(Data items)

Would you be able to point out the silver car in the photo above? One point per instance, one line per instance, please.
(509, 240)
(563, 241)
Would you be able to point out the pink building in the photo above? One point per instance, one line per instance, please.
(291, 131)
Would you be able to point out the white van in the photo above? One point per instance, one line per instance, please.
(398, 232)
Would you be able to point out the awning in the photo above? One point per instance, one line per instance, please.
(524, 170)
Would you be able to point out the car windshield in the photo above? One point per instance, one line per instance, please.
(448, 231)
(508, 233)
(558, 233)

*REQUIRED WORK*:
Please make an exact copy of each record.

*RESULT*:
Would you be able to point out the silver car in the photo above? One point per instance, one line per instance, please.
(509, 240)
(563, 241)
Would you be able to point out the pink building in the photo above? One point per instance, one line per instance, please.
(291, 131)
Would you be able to point out the white van in the photo above? One point per instance, one line per instance, please.
(398, 232)
Would you be able to point out the awning in the photo above? One point per instance, one line per instance, please.
(524, 170)
Would you be able to point out the car windshield in the photo above? One point per instance, one line per instance, please.
(448, 231)
(508, 233)
(558, 233)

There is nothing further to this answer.